• **TASK REQUIREMENTS**: Reply with nothing but how many lines in the entries below include "beside".

┌──

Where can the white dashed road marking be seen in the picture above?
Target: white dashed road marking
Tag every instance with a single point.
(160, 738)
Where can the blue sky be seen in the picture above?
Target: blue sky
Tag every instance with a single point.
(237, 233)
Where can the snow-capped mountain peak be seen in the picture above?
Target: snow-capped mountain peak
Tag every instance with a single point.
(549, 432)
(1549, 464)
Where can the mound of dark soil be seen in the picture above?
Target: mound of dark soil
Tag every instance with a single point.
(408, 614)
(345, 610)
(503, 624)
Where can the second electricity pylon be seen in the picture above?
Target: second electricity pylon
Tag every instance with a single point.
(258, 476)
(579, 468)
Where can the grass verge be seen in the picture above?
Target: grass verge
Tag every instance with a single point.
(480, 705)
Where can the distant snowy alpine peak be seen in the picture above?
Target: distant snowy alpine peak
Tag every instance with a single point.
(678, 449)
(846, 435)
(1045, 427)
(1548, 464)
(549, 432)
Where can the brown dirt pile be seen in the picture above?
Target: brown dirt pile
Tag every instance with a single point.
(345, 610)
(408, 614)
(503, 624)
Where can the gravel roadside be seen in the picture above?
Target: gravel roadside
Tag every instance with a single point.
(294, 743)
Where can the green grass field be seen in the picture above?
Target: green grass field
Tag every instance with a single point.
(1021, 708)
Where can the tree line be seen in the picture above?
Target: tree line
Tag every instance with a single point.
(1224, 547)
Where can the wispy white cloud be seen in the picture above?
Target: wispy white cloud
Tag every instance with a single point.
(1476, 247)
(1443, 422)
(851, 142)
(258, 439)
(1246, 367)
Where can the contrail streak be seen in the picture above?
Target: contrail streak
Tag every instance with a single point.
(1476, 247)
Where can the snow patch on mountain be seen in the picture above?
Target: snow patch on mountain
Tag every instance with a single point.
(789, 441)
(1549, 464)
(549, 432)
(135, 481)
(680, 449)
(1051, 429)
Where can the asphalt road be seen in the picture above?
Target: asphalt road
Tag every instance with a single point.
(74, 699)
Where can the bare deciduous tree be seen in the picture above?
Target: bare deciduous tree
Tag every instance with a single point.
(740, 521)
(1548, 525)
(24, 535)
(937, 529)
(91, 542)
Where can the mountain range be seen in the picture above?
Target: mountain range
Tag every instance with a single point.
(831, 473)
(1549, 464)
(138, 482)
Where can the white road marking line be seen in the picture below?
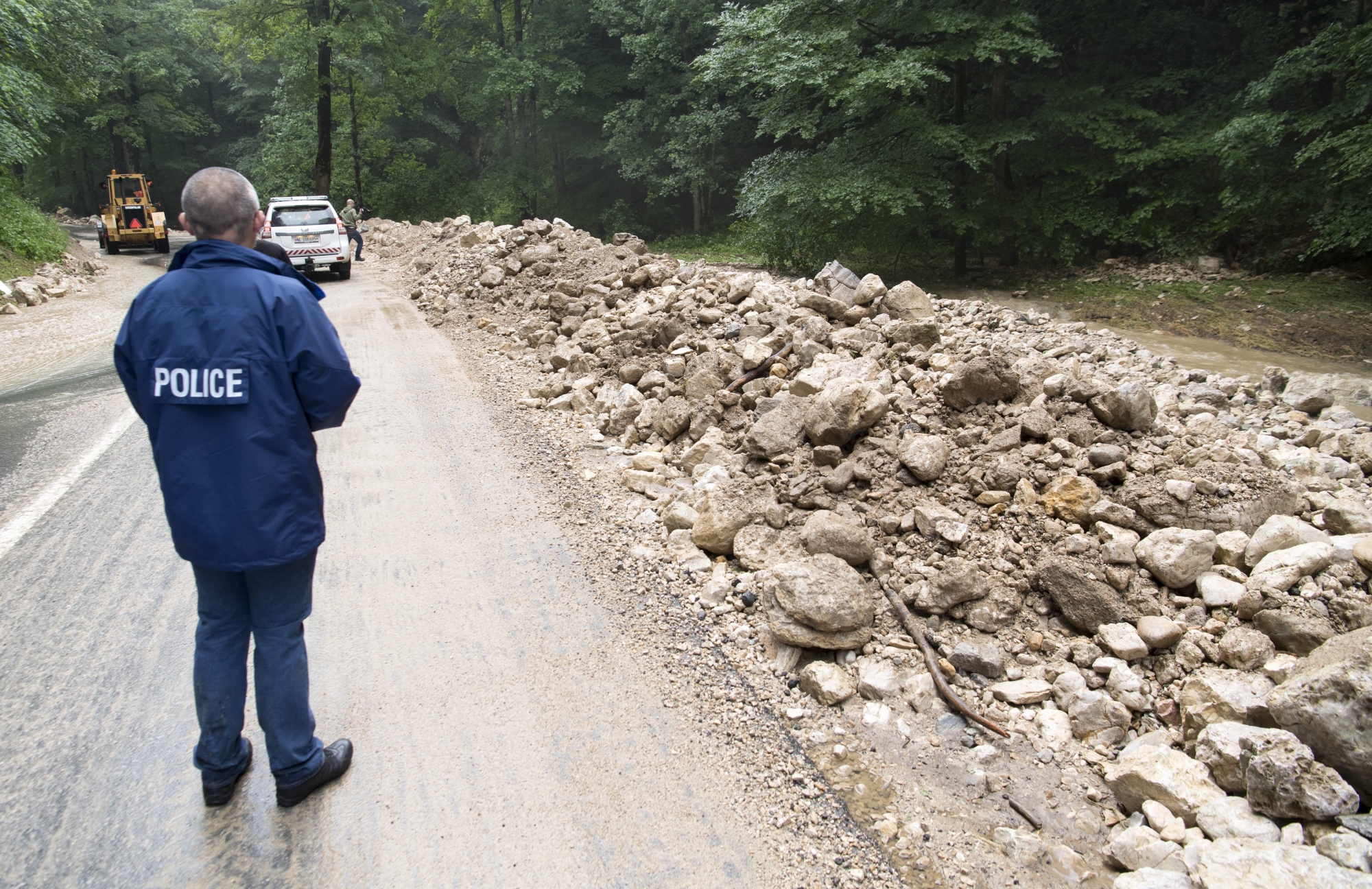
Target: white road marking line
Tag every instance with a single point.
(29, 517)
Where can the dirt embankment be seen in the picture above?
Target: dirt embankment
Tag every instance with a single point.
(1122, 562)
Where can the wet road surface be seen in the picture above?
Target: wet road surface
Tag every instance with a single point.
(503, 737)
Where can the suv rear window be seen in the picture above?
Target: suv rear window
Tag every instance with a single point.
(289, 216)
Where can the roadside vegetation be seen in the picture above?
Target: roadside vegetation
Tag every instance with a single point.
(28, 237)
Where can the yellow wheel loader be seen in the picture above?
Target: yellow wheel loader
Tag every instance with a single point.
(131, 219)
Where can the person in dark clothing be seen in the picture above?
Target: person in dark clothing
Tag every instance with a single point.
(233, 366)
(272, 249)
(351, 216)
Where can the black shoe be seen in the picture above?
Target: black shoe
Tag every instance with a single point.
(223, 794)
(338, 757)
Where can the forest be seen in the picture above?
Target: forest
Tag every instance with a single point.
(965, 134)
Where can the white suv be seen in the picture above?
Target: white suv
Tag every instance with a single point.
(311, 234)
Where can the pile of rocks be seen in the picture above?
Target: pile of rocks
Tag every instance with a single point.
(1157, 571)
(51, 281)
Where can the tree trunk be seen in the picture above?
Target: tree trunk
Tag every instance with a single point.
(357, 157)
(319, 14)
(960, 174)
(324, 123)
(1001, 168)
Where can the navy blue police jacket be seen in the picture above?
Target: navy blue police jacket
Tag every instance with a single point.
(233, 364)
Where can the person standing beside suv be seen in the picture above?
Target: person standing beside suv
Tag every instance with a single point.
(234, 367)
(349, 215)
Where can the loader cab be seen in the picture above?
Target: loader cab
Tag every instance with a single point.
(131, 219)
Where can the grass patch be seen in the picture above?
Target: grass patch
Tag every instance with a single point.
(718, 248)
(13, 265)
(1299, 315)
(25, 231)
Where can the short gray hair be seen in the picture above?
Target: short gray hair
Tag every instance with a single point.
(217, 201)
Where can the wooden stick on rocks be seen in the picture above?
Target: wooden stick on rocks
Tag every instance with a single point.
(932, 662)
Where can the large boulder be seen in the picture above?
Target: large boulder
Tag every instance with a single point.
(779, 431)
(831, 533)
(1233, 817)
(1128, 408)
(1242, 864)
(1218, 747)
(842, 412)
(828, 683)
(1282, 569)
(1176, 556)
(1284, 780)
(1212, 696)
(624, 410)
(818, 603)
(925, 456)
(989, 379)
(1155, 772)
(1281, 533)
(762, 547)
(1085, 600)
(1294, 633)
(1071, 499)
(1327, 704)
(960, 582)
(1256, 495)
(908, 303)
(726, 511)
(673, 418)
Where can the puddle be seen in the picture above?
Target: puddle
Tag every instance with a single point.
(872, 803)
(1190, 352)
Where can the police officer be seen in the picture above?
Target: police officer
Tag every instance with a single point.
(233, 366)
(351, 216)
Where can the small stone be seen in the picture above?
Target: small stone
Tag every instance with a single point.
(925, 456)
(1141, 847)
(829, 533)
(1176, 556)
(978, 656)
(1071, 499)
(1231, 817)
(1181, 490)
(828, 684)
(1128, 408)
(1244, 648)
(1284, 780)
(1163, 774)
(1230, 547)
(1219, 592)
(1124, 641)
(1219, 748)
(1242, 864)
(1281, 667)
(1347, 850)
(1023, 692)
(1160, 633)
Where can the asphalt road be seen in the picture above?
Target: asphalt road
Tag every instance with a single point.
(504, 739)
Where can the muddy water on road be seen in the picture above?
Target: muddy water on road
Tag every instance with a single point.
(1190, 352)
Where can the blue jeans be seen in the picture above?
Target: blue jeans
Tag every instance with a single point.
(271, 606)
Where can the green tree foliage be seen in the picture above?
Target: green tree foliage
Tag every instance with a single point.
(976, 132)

└──
┌──

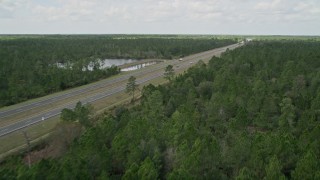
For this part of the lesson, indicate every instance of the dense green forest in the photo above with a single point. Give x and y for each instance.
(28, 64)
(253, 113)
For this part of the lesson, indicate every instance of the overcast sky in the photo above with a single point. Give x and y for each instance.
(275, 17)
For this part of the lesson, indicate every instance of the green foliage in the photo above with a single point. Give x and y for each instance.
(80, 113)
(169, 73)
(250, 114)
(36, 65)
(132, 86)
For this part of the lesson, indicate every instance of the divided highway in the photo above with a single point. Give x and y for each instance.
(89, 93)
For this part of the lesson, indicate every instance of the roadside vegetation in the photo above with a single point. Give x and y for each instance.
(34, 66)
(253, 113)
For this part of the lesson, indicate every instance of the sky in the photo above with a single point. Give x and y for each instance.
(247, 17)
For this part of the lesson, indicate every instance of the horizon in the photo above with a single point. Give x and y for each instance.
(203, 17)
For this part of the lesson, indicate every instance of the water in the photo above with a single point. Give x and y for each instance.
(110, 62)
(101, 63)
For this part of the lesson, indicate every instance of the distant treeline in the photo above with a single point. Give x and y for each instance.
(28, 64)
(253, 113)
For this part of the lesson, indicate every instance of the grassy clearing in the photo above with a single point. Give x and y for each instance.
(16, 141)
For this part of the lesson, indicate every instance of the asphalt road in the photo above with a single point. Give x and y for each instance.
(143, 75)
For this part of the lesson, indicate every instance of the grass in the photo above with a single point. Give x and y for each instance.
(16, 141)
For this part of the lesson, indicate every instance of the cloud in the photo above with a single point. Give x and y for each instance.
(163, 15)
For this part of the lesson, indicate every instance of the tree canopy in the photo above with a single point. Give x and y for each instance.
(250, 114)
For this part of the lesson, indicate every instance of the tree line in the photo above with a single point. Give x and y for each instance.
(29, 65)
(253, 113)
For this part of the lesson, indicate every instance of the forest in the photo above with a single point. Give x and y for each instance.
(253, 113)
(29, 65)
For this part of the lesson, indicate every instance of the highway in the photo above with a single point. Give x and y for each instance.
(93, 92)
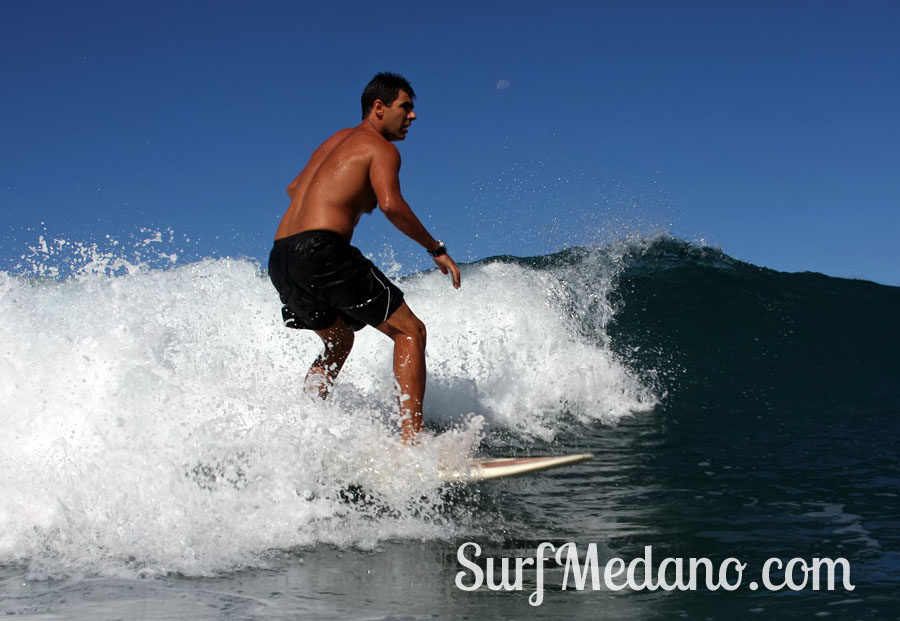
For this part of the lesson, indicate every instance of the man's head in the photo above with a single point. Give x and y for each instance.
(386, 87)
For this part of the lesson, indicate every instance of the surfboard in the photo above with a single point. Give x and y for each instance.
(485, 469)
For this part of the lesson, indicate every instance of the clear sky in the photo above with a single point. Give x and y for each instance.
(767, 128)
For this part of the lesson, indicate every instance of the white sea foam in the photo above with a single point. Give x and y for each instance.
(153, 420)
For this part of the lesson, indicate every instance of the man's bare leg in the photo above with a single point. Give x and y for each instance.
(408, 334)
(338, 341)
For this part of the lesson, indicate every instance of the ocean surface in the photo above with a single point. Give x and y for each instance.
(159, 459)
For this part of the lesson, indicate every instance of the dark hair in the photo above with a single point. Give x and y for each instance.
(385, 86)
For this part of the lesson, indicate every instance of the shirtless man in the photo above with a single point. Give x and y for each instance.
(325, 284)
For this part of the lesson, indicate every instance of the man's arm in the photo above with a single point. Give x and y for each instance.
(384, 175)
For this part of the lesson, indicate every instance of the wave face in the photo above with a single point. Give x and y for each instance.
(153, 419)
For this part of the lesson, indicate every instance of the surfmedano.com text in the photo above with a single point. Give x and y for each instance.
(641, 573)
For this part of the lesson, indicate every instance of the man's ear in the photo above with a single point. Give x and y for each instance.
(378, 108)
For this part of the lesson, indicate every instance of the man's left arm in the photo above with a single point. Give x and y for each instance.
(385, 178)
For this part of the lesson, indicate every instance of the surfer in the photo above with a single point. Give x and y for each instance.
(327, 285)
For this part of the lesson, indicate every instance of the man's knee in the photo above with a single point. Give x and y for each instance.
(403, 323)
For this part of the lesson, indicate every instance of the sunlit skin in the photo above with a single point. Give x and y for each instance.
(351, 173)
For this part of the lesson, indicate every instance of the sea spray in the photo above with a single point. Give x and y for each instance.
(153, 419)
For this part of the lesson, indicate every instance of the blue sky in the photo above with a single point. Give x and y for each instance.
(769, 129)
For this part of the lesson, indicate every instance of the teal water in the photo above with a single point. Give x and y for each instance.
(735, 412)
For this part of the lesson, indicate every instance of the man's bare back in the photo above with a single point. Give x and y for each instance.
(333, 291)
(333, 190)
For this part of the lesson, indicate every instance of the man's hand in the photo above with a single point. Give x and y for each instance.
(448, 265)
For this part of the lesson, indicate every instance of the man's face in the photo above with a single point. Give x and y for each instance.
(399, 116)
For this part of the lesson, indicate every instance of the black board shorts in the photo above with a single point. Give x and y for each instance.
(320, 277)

└──

• **REPLY**: 2